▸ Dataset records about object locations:
--- start ---
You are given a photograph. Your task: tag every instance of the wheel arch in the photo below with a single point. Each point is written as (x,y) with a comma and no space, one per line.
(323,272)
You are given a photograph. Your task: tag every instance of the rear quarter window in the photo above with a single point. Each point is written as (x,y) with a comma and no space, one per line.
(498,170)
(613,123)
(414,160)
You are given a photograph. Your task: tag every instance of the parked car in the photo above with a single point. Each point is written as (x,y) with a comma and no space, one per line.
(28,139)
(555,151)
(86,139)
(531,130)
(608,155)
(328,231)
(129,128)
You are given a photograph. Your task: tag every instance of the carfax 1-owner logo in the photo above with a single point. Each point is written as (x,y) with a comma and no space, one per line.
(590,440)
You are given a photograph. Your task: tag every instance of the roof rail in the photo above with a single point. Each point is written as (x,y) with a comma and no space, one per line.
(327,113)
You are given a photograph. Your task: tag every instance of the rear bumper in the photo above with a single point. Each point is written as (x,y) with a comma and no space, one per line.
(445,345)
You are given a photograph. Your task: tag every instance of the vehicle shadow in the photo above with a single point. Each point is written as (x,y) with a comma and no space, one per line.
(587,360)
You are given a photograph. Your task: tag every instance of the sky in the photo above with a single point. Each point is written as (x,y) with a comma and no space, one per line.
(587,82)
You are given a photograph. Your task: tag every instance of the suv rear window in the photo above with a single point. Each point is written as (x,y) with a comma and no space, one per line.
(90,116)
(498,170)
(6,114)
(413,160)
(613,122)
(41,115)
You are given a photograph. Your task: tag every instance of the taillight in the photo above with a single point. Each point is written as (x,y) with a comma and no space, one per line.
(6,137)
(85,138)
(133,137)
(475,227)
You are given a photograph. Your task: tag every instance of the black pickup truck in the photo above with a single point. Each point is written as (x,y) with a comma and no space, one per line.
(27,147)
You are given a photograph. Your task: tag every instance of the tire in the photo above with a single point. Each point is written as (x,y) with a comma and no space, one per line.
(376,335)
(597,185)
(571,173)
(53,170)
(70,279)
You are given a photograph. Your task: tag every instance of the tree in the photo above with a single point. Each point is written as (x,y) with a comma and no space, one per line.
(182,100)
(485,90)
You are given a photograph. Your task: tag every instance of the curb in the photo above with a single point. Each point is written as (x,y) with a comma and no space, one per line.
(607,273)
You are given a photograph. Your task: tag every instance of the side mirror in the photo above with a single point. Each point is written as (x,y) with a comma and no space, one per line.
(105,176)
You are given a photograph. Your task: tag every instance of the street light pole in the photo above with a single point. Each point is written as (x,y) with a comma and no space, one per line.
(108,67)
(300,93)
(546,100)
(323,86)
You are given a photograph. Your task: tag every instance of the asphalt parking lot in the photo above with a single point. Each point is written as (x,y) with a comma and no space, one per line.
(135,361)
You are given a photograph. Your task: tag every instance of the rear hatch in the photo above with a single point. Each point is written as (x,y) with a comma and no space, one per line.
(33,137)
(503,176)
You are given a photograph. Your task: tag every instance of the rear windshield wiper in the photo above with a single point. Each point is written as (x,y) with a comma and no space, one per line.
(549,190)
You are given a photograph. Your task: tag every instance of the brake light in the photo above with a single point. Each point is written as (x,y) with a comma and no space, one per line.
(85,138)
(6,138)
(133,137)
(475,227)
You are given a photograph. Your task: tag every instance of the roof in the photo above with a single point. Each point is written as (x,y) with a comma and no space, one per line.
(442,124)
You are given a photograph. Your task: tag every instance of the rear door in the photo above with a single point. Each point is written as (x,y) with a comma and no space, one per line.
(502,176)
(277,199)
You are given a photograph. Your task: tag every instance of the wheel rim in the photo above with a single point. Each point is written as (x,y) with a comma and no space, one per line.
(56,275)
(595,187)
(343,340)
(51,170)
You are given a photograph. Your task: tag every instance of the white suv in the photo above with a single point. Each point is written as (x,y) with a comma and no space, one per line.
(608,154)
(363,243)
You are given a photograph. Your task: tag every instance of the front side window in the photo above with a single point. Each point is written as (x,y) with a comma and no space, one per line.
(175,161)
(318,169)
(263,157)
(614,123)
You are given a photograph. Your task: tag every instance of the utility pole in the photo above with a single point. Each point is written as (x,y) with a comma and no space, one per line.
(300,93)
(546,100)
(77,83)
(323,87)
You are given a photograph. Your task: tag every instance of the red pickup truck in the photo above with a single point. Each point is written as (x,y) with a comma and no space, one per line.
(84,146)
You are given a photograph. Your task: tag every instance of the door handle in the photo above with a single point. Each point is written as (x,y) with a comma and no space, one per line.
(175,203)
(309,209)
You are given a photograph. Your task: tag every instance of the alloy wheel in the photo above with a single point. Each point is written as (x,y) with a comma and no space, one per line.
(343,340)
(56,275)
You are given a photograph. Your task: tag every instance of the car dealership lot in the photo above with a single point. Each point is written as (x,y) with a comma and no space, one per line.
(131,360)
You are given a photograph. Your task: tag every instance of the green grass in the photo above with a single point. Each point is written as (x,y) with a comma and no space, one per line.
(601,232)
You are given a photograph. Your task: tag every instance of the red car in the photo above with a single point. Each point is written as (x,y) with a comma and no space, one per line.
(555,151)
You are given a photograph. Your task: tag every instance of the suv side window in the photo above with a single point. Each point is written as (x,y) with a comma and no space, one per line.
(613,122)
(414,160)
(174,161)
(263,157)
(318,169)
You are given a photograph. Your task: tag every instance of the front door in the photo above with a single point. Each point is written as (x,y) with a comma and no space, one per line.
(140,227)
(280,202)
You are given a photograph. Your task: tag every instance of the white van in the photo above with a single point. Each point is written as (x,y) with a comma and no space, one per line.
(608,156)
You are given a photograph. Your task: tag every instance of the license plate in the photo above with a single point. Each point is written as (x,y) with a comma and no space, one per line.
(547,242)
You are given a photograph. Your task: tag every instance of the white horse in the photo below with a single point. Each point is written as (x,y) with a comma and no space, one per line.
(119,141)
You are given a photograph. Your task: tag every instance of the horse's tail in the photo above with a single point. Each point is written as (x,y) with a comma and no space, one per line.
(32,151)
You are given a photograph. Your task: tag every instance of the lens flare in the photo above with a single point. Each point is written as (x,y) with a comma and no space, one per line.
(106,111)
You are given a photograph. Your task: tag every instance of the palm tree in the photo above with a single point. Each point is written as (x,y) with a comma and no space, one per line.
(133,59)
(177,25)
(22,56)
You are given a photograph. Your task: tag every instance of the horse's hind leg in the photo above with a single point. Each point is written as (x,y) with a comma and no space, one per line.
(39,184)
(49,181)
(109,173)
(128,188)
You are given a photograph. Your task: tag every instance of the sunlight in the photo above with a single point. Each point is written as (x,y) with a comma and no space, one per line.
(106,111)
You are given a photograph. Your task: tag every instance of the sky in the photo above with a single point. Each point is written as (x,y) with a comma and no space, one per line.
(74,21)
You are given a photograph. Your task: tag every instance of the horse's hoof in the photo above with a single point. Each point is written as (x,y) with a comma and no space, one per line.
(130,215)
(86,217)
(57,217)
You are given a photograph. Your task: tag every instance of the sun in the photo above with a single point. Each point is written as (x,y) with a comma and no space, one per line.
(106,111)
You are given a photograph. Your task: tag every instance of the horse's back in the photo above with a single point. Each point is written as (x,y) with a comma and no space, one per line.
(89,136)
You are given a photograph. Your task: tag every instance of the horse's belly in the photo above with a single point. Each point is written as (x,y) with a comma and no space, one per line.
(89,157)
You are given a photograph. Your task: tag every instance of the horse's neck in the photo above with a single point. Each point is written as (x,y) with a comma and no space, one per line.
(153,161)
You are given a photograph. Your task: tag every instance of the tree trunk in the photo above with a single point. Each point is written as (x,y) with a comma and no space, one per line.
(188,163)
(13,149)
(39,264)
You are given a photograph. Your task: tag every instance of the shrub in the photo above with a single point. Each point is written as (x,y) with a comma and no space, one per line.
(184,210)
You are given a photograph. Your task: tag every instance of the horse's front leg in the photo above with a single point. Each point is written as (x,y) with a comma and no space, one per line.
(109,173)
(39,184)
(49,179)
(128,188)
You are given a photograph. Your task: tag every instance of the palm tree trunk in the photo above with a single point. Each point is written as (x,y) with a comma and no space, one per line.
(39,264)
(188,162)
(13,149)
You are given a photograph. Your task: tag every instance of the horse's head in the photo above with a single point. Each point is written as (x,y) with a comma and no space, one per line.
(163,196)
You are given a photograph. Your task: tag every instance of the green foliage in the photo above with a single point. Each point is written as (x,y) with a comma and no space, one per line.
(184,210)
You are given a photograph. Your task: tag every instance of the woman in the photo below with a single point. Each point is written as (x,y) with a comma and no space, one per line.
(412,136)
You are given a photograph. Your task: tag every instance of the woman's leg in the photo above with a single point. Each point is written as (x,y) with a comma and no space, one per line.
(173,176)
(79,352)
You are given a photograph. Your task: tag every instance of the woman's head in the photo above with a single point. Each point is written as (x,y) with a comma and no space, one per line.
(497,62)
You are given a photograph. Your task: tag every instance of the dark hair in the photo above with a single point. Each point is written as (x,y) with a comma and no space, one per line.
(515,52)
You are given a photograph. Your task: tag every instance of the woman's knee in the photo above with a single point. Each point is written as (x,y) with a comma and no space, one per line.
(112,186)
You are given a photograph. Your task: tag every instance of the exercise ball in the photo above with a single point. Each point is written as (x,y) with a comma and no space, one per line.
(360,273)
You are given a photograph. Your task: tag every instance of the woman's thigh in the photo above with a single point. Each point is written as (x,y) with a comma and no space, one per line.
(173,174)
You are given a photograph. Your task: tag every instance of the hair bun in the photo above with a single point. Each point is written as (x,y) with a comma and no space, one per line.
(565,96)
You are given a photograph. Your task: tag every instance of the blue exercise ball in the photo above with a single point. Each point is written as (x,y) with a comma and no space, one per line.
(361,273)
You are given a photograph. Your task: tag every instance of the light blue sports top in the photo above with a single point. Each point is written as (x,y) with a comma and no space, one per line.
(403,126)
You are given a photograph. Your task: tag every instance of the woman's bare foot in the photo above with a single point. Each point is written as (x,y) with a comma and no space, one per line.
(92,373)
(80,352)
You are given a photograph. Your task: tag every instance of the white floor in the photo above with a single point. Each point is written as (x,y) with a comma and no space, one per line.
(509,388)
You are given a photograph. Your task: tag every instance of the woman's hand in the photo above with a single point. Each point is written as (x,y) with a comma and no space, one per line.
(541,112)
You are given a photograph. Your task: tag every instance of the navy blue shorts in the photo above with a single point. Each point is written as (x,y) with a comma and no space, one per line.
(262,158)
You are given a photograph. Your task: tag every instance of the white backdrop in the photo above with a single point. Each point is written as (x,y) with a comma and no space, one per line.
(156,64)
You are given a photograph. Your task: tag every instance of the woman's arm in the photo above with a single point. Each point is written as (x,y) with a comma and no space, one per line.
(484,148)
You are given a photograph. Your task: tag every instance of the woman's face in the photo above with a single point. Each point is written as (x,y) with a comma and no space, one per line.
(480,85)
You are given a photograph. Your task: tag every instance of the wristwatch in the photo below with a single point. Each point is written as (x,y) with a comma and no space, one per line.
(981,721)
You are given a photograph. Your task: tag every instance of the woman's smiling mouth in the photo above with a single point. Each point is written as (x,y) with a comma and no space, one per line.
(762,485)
--- end ---
▸ REQUIREMENTS:
Everything from the line containing "the white backdrop" to the end of the data above should be quoted exactly, please, both ends included, and nothing outside that span.

▸ TASK OUTPUT:
You are given a photograph. Your task: tag every instance of the white backdrop in the photo above with a single point. Each point is written as (x,y) with a comma and no space, one per line.
(156,64)
You are given a photograph. Your task: tag every instance of the woman's arm in the photo above with a single point. Each point is written as (x,y) with a comma and no space, one per line.
(484,148)
You are given a photograph. Your task: tag every instance of the woman's face in the photo above with a single point. Each point is written as (x,y) with a comma and no space, one per line.
(480,85)
You are given a photograph. Your task: tag every instance of the wristwatch in the photo below with a single point. Each point is written as (x,y) with a comma and no space, one per line.
(981,721)
You are given a photograph. Your task: tag every instance of the woman's smiling mouth in the photo above with a single point. Each point is written as (x,y) with a comma and no space, one per line.
(762,485)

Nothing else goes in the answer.